**Exercise brief**.
The task calls for every line of the data to be retyped exactly.

"""

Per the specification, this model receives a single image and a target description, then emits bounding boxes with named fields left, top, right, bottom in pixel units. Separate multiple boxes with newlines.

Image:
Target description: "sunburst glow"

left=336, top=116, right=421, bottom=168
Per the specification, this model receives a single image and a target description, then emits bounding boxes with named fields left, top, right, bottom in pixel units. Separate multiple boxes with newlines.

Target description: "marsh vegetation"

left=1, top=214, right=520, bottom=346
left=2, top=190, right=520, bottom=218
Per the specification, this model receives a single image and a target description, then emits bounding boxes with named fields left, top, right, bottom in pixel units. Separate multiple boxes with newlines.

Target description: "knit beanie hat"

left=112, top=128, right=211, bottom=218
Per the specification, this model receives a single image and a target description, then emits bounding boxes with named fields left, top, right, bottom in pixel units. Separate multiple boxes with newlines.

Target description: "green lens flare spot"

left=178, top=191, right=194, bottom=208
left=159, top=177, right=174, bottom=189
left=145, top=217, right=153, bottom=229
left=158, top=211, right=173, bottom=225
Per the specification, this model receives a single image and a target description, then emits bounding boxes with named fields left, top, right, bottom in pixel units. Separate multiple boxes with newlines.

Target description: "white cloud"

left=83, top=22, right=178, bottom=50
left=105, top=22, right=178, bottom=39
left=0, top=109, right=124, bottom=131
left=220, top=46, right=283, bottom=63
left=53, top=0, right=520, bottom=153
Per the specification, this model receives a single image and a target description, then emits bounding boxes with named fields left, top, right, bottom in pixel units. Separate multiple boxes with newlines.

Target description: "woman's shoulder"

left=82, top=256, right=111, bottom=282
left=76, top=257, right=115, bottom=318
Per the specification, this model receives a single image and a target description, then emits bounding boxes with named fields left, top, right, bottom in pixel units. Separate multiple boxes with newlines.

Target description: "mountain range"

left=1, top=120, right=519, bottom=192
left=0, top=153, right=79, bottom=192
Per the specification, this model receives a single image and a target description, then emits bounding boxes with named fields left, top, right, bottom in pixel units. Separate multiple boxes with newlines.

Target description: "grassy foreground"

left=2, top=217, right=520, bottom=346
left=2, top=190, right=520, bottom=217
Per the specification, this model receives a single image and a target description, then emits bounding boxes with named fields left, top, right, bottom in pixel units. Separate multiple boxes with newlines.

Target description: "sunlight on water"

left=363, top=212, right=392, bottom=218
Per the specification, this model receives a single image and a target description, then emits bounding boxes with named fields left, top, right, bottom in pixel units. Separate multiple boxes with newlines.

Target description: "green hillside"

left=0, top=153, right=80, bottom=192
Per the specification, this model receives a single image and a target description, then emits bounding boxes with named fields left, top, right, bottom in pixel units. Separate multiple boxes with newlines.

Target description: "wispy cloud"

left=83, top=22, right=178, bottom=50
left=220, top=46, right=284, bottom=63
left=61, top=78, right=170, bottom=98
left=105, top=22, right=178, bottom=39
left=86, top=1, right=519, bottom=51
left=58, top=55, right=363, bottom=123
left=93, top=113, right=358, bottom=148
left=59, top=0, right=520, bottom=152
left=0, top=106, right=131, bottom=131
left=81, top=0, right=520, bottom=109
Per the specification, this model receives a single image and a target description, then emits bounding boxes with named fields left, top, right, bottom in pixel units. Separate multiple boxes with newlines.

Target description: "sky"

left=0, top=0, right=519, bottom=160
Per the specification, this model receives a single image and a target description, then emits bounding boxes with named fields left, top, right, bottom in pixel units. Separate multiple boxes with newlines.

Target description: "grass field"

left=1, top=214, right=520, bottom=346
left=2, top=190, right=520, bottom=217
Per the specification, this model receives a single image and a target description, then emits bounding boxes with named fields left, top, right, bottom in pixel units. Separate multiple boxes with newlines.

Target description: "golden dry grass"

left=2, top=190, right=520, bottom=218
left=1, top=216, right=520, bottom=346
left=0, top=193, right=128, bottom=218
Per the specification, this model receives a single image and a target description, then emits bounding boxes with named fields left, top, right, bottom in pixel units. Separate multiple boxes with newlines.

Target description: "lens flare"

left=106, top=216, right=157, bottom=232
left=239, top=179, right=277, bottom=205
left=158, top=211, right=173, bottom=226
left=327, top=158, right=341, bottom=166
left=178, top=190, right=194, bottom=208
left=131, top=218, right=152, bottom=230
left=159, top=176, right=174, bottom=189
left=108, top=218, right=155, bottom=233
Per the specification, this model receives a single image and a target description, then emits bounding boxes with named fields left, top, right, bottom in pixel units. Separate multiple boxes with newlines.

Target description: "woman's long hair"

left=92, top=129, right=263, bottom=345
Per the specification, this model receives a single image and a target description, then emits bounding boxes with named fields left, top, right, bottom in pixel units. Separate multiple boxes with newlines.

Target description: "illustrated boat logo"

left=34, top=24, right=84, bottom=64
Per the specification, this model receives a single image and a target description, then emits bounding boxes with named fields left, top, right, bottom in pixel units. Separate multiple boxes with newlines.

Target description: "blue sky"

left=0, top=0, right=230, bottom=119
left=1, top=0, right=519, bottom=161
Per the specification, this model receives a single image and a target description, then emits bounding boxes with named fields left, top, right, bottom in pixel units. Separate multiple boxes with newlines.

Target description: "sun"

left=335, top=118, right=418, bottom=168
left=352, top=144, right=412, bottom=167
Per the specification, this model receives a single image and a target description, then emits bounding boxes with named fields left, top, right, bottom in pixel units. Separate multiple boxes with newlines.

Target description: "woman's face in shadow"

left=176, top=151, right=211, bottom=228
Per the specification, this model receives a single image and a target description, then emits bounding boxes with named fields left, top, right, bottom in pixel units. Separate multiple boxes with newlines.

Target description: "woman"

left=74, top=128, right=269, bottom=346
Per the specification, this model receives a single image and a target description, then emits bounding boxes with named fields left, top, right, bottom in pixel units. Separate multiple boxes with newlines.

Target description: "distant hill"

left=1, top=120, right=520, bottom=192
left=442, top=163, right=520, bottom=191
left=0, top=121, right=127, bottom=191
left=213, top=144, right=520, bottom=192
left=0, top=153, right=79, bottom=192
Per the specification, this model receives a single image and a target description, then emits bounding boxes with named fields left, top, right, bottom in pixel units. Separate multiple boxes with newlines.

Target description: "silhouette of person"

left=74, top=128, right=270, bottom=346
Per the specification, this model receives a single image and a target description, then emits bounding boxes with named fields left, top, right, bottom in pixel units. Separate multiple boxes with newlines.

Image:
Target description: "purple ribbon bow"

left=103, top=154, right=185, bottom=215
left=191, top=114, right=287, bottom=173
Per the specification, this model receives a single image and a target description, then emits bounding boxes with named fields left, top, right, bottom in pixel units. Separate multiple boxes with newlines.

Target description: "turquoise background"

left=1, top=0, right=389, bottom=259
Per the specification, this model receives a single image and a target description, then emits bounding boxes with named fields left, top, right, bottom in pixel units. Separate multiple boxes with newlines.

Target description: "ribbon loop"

"""

**Task result**.
Per the specification, this model receives a single image and a target description, then emits bounding boxes with named fields left, top, right, bottom in pixel units. Separate multiple boxes with newlines.

Image:
Target description: "sunburst glow"

left=336, top=116, right=421, bottom=168
Per the specification, this model receives a single image and a target description, then emits bounding boxes with named fields left, top, right, bottom in pixel units. Separate multiple boxes with newlines.

Target description: "marsh vegetation"

left=1, top=214, right=520, bottom=346
left=2, top=190, right=520, bottom=218
Per the specification, this model receives a single image and a target description, then emits bounding boxes with named fields left, top, right, bottom in pixel units. Separate multiple boxes with newlines.

Target description: "knit beanie hat"

left=112, top=128, right=211, bottom=218
Per the specification, this model receives a single image and a target description, then emits bounding boxes with named fields left, top, right, bottom in pixel units. Separate multiple boxes with newlines.

Target description: "green lens flare spot"

left=178, top=191, right=194, bottom=208
left=159, top=177, right=174, bottom=189
left=145, top=217, right=153, bottom=229
left=158, top=211, right=173, bottom=225
Per the specification, this model receives a single image and a target description, then emits bounding boxes with named fields left, top, right, bottom in pixel units. Separate multiple boxes with newlines.

Target description: "white cloud"

left=83, top=22, right=178, bottom=50
left=105, top=22, right=178, bottom=39
left=0, top=109, right=124, bottom=131
left=220, top=46, right=283, bottom=63
left=53, top=0, right=520, bottom=153
Per the specification, this model receives a single image and a target description, then emits bounding boxes with named fields left, top, right, bottom in pixel units. Separate multiple boxes with newlines.

Target description: "woman's shoulder"

left=82, top=256, right=111, bottom=282
left=76, top=257, right=115, bottom=318
Per the specification, this model receives a single image and a target description, then emits bounding boxes with named fields left, top, right, bottom in pixel units. Separate multiple boxes with newlines.

Target description: "mountain range"

left=1, top=120, right=519, bottom=192
left=0, top=153, right=79, bottom=192
Per the specification, this model receives a single image and a target description, then emits bounding boxes with named fields left, top, right, bottom in pixel units. Separate multiple boxes with newlines.

Target description: "grassy foreground"

left=2, top=217, right=520, bottom=346
left=2, top=190, right=520, bottom=217
Per the specification, this model receives a single image and a target description, then emits bounding boxes with named fields left, top, right, bottom in pixel units. Separate multiple boxes with newlines.

Target description: "sunlight on water"

left=363, top=212, right=392, bottom=218
Per the specification, this model receives a single image and a target description, then emits bounding boxes with named fields left, top, right, bottom in pixel units. Separate multiple boxes with newlines.

Target description: "green hillside"

left=0, top=153, right=80, bottom=192
Per the specification, this model receives a single image and a target description, then emits bounding boxes with named fields left, top, right, bottom in pixel units. Separate multiple boxes with newlines.

Target description: "wispy cloud"

left=83, top=22, right=178, bottom=50
left=220, top=46, right=284, bottom=63
left=61, top=78, right=170, bottom=98
left=105, top=22, right=178, bottom=39
left=86, top=1, right=519, bottom=51
left=58, top=55, right=363, bottom=123
left=93, top=113, right=358, bottom=148
left=59, top=0, right=520, bottom=152
left=0, top=106, right=131, bottom=131
left=81, top=0, right=520, bottom=109
Per the specification, this model receives a single image and a target description, then emits bounding boxes with named fields left, top, right, bottom in pixel units. Separate multiple boxes with newlines.

Target description: "sky"

left=0, top=0, right=519, bottom=160
Per the specification, this model receives a single image and a target description, then emits bounding boxes with named fields left, top, right, bottom in pixel units. Separate multiple boxes with newlines.

Target description: "grass field"

left=1, top=214, right=520, bottom=346
left=2, top=190, right=520, bottom=217
Per the specification, this model receives a single image and a target description, then emits bounding boxes with named fields left, top, right, bottom in pixel units. Separate multiple boxes with newlines.

Target description: "golden dry grass"

left=2, top=190, right=520, bottom=218
left=1, top=216, right=520, bottom=346
left=0, top=193, right=128, bottom=218
Per the specification, this model receives a single image and a target description, then emits bounding boxes with named fields left, top, right, bottom in pixel units. Separate multiple boxes with newlines.

Target description: "lens flare"

left=106, top=216, right=157, bottom=232
left=239, top=179, right=277, bottom=205
left=158, top=211, right=173, bottom=226
left=327, top=158, right=341, bottom=166
left=178, top=190, right=194, bottom=208
left=131, top=218, right=152, bottom=230
left=159, top=176, right=174, bottom=189
left=108, top=218, right=155, bottom=233
Per the specification, this model receives a single image and a target description, then emits bounding boxes with named fields left, top, right, bottom in pixel units. Separate multiple boxes with newlines.

Target description: "woman's long hair"

left=92, top=129, right=263, bottom=345
Per the specification, this model receives a single image and a target description, then emits bounding boxes with named fields left, top, right, bottom in pixel units. Separate multiple boxes with newlines.

Target description: "illustrated boat logo"

left=34, top=24, right=84, bottom=64
Per the specification, this model receives a single image and a target description, then emits bounding boxes with named fields left, top, right, bottom in pixel units. Separate multiple boxes with newlines.

Target description: "blue sky"

left=0, top=0, right=230, bottom=119
left=1, top=0, right=519, bottom=161
Per the specification, this model receives a single image and a target description, then emits bounding boxes with named fields left, top, right, bottom in pixel units. Separate multiple boxes with newlines.

Target description: "sun"

left=335, top=118, right=418, bottom=168
left=352, top=144, right=412, bottom=167
Per the specification, this model receives a single image and a target description, then emits bounding boxes with named fields left, top, right, bottom in pixel units. Separate multiple boxes with newlines.

Target description: "woman's face in shadow"

left=176, top=151, right=211, bottom=228
Per the specification, this model receives a single image and a target description, then emits bounding boxes with named fields left, top, right, bottom in pixel units. Separate multiple boxes with newlines.

Target description: "woman"

left=74, top=128, right=269, bottom=346
Per the specification, this model receives a single image and a target description, then emits bounding boxes with named fields left, top, right, bottom in pixel units. Separate multiple boxes with newlines.

Target description: "distant hill"

left=1, top=120, right=520, bottom=192
left=442, top=163, right=520, bottom=191
left=0, top=121, right=127, bottom=191
left=213, top=144, right=520, bottom=192
left=0, top=153, right=79, bottom=192
Per the specification, this model receives a single image and a target description, then emits bounding boxes with named fields left, top, right, bottom in pixel units. Separate multiple boxes with newlines.

Target description: "silhouette of person"

left=74, top=128, right=270, bottom=346
Per the specification, this model receives a single image and a target description, then emits bounding boxes with named fields left, top, right, bottom in pixel units. Separate multiple boxes with newlines.

Image:
Target description: "purple ribbon bow"

left=103, top=154, right=185, bottom=215
left=191, top=114, right=287, bottom=173
Per the specification, this model receives a single image and a target description, then emits bounding boxes with named fields left, top, right, bottom in pixel units. Separate multiple boxes with newlines.

Target description: "turquoise background"

left=1, top=0, right=389, bottom=259
Per the specification, this model receives a single image and a target description, then emits bounding boxes with named fields left, top, right, bottom in pixel units. Separate multiple boxes with newlines.

Target description: "ribbon loop"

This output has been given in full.